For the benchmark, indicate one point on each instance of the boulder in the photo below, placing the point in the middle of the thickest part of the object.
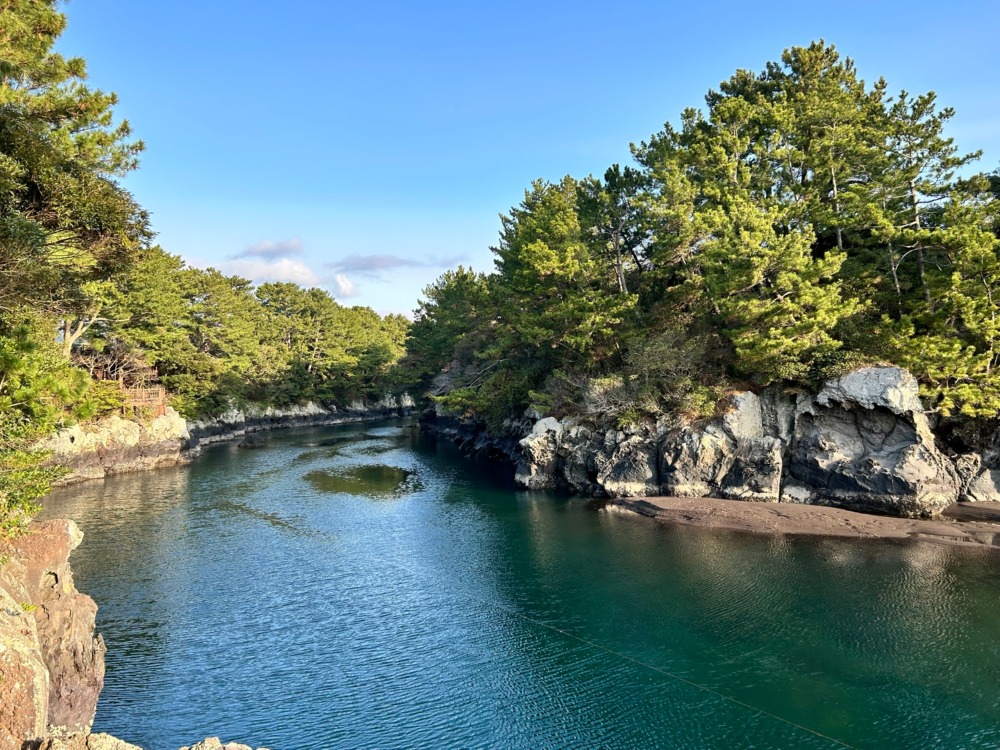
(537, 469)
(252, 440)
(730, 457)
(73, 654)
(213, 743)
(51, 662)
(99, 741)
(629, 467)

· · · · ·

- Task goal -
Can you convert the entries above into a two-column CSV with the headers "prompt" and "points", one row per entry, with each field in quotes, every line break changed to a space, and the pictures left out?

- Right answer -
prompt,points
"For the benchmark, indicate one point on each instance of the boulder in the photo below, placing the point in the middle of the thickest part of the object.","(537, 469) (252, 440) (730, 457) (73, 654) (213, 743) (51, 662) (99, 741) (629, 467)"